WORK REQUIRED: The whole listing is to be restated, character for character.

EXERCISE INPUTS:
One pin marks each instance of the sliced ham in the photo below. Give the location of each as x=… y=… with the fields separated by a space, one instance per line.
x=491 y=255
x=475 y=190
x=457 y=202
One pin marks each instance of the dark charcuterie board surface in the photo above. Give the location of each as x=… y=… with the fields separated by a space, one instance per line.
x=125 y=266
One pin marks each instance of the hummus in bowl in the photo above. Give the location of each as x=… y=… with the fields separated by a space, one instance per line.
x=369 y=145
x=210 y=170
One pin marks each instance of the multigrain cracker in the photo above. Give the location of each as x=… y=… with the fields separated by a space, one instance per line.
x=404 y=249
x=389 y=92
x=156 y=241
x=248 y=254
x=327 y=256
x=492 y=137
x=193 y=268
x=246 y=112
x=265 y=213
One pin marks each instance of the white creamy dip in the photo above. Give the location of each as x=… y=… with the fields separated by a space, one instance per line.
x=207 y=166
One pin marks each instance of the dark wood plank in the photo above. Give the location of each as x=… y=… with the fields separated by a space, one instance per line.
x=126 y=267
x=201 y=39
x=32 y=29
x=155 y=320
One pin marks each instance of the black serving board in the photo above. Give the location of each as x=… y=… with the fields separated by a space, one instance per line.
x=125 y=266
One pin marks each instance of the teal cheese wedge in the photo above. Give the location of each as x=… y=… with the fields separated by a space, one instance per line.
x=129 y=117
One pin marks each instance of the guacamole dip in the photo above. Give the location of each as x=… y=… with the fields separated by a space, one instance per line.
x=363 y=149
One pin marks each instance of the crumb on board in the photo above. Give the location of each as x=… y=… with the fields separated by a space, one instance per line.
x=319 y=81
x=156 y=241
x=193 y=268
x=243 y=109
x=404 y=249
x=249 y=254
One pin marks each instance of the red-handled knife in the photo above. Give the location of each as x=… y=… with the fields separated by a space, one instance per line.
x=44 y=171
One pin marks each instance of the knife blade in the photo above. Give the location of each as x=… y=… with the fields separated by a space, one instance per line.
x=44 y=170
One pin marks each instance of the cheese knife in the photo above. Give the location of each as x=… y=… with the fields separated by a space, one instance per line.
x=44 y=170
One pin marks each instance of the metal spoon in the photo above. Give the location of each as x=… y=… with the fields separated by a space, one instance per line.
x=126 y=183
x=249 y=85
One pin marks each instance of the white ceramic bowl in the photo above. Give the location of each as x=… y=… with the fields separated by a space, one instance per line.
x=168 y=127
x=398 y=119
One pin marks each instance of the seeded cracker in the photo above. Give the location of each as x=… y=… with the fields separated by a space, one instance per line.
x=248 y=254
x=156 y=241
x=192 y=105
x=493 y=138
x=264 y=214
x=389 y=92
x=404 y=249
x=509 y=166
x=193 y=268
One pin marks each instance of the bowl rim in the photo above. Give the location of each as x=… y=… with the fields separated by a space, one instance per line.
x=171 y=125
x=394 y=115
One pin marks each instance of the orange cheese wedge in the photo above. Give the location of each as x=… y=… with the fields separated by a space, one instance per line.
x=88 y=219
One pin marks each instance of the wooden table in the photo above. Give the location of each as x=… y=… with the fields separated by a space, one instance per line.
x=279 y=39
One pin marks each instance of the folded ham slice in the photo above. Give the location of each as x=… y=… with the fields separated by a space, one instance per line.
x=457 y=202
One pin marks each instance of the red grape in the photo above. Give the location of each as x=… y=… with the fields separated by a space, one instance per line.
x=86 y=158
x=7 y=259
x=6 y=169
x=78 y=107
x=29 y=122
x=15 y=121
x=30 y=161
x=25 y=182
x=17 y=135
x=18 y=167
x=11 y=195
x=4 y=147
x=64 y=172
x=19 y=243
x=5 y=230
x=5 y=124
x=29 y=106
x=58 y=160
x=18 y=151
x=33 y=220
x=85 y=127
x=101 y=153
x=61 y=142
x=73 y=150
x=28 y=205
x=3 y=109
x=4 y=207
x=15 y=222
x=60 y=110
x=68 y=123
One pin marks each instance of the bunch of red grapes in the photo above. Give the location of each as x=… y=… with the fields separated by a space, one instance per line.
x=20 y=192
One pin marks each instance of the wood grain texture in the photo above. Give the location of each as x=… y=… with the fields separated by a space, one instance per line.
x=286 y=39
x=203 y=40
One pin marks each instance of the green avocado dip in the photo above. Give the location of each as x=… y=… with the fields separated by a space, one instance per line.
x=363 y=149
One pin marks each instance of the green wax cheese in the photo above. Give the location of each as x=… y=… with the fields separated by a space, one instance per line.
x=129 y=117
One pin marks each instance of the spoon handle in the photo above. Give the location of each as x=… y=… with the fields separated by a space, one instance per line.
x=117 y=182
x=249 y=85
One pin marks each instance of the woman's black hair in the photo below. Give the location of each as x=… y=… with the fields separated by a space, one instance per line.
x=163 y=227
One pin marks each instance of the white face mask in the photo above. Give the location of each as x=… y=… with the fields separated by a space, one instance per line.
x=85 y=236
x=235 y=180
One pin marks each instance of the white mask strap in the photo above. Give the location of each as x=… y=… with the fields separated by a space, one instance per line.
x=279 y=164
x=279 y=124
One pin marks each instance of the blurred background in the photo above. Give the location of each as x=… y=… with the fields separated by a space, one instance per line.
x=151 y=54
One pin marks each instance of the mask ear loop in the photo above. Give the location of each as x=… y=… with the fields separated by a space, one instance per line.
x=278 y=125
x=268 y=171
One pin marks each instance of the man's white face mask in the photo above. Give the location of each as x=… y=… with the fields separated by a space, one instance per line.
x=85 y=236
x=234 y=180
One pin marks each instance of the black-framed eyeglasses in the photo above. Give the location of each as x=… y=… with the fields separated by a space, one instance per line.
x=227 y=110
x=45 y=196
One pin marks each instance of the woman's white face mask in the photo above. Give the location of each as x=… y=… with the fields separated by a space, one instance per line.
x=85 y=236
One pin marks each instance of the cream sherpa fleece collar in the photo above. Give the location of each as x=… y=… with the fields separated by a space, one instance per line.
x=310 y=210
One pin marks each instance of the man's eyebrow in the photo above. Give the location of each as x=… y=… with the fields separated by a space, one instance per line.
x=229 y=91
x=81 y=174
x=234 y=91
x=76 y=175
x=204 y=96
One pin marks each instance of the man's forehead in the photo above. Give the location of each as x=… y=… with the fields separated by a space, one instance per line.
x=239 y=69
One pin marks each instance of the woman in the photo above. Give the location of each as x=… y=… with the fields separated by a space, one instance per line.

TASK RESPONSE:
One pin marks each instance of the sliced ham in the photo below. Give the location of each as x=… y=… with the fields separated by a space, one instance per line.
x=491 y=255
x=475 y=190
x=457 y=202
One pin marks each instance of the dark charcuterie board surface in the photo above. Give the location of each as x=… y=… with the fields separated by a space, one instance per line.
x=125 y=266
One pin marks each instance of the hummus in bowl in the photo above. Give the location of each as x=… y=… with the fields separated by a space, one instance per line.
x=369 y=145
x=210 y=170
One pin marks each instance of the multigrain cracker in the photo above. Give the location of each as x=… y=… with the fields separated by a space, one instance per line.
x=404 y=249
x=389 y=92
x=156 y=241
x=248 y=254
x=327 y=256
x=492 y=137
x=193 y=268
x=246 y=112
x=265 y=213
One pin marks each instance of the white creamy dip in the photo above. Give the location of each as x=… y=… with the fields separated by a space, one instance per line.
x=207 y=166
One pin marks each instance of the dark wood plank in the photo above. Give the location of each as x=… y=… with the fields separated by a space, one instance per line.
x=126 y=267
x=201 y=39
x=32 y=29
x=155 y=320
One pin marks each instance of the black serving board in the photo above. Give the location of each as x=… y=… with the fields separated by a space, one instance per line.
x=125 y=266
One pin marks each instance of the teal cheese wedge in the photo above. Give the location of each as x=… y=… with the fields separated by a space, one instance per line.
x=129 y=117
One pin marks each instance of the guacamole dip in the photo above. Give the location of each as x=… y=… with the fields separated by a space, one instance per line.
x=363 y=149
One pin marks each instance of the crumb on board in the photo above. Give the location of each as x=… y=… with the fields separated by a space, one instance per line.
x=319 y=81
x=156 y=241
x=193 y=268
x=243 y=109
x=404 y=249
x=249 y=254
One pin marks each instance of the red-handled knife in the photo above. Give the location of each as x=… y=… with the fields separated by a space, one instance per line.
x=44 y=171
One pin marks each instance of the knife blade in the photo above. Give the location of each as x=… y=… with the fields separated by a space, one instance per line.
x=44 y=170
One pin marks each instance of the cheese knife in the photo above. Give the location of each as x=… y=… with the fields separated by a space, one instance per line.
x=44 y=170
One pin marks each instance of the metal spoon in the photo above. Give the location of each as x=… y=… with the fields separated by a space, one instance per line.
x=126 y=183
x=249 y=85
One pin marks each instance of the white ceramic bowl in the photo above. Give the location of each as x=… y=… with the fields separated by a space, one instance per line.
x=168 y=127
x=398 y=119
One pin marks each instance of the seeded cracker in the photo above. Give the location of each as x=… y=… with the fields separated by a space, one instance per line.
x=248 y=254
x=156 y=241
x=192 y=105
x=493 y=138
x=264 y=214
x=389 y=92
x=404 y=249
x=509 y=166
x=193 y=268
One pin marks each instance of the bowl rim in the photo above. Give the location of each as x=… y=… with the fields separated by a space, one instance per line.
x=171 y=125
x=394 y=115
One pin marks each instance of the orange cheese wedge in the photo above. Give the location of each as x=… y=… with the fields separated by a space, one instance per line.
x=88 y=219
One pin marks each instance of the wooden table in the photo above. Give the location of each as x=… y=… with the fields separated by a space, one instance per line.
x=279 y=39
One pin marks each instance of the folded ham slice in the photo above. Give the location of each as x=… y=… with the fields separated by a space, one instance per line.
x=457 y=202
One pin marks each instance of the red grape in the photo above. Give the location of each as x=… y=… with the fields separated by a space, one instance per line.
x=86 y=158
x=7 y=259
x=6 y=169
x=78 y=107
x=29 y=122
x=15 y=121
x=30 y=161
x=25 y=182
x=17 y=135
x=18 y=167
x=11 y=195
x=4 y=147
x=64 y=172
x=19 y=243
x=5 y=230
x=5 y=124
x=29 y=106
x=58 y=160
x=18 y=151
x=33 y=220
x=85 y=127
x=101 y=153
x=61 y=142
x=73 y=150
x=28 y=205
x=3 y=109
x=4 y=207
x=15 y=222
x=60 y=110
x=68 y=123
One pin marks each instance of the bunch of red grapes in the photo above. Give the location of each as x=… y=… with the fields separated by a space, one instance per line.
x=20 y=192
One pin marks each instance of the wood grain texture in the photo above. Give the location of each as x=… y=… with the fields separated by a space, one instance per line.
x=286 y=39
x=203 y=40
One pin marks each instance of the green avocado dip in the photo above. Give the location of each as x=… y=… with the fields separated by a space, one instance per line.
x=363 y=149
One pin marks each instance of the green wax cheese in the photo above. Give the location of each as x=… y=… with the fields separated by a space, one instance per line.
x=129 y=117
One pin marks each instance of the spoon handle in the photo above. Give the location of each as x=… y=… with the fields separated by a space, one instance per line.
x=117 y=182
x=249 y=85
One pin marks each instance of the woman's black hair in the photo below. Give the location of each as x=… y=… with the fields separated by a space, one instance per line.
x=163 y=227
One pin marks each instance of the white face mask in the photo above. Give the location of each as x=… y=… with the fields separated by a space, one instance per line.
x=85 y=236
x=235 y=180
One pin marks each instance of the white mask strap in the photo above. Give the location of each as x=… y=… with the fields separated by a space, one instance per line.
x=279 y=164
x=279 y=124
One pin marks each instance of the blurred background in the photo above. Give the location of each as x=… y=… with the fields separated by a space, one instance per line.
x=151 y=54
One pin marks each instance of the mask ear loop in the photo above. Give the location of each as x=… y=… with the fields separated by a space, one instance per line.
x=278 y=125
x=268 y=171
One pin marks each instance of the man's white face mask in the photo above. Give the location of each as x=… y=… with the fields separated by a space, one instance per line.
x=85 y=236
x=234 y=180
One pin marks each instance of the black-framed eyeglasses in the photo above. Give the location of each as x=… y=… with the fields separated by a space, one instance per line.
x=227 y=110
x=45 y=196
One pin marks each instance of the woman's white face mask in the photo above. Give the location of each as x=… y=… with the fields separated by a space, one instance per line.
x=85 y=236
One pin marks each instance of the cream sherpa fleece collar in the photo above. Give the location of each as x=… y=… with the fields separated by a space, one instance per line.
x=310 y=210
One pin marks each instance of the man's eyebrow in the photo above. Give the location of each as x=… y=… with the fields separated by a space, one instance per line.
x=229 y=91
x=81 y=174
x=234 y=91
x=76 y=175
x=204 y=96
One pin marks each instance of the man's forehead in the photo above. Give the location of each as x=… y=… with the fields separated by a space, one instance per line.
x=239 y=69
One pin marks each instance of the woman in the photo above. Give the location of each as x=… y=… with the fields separated by a space, one instance per line.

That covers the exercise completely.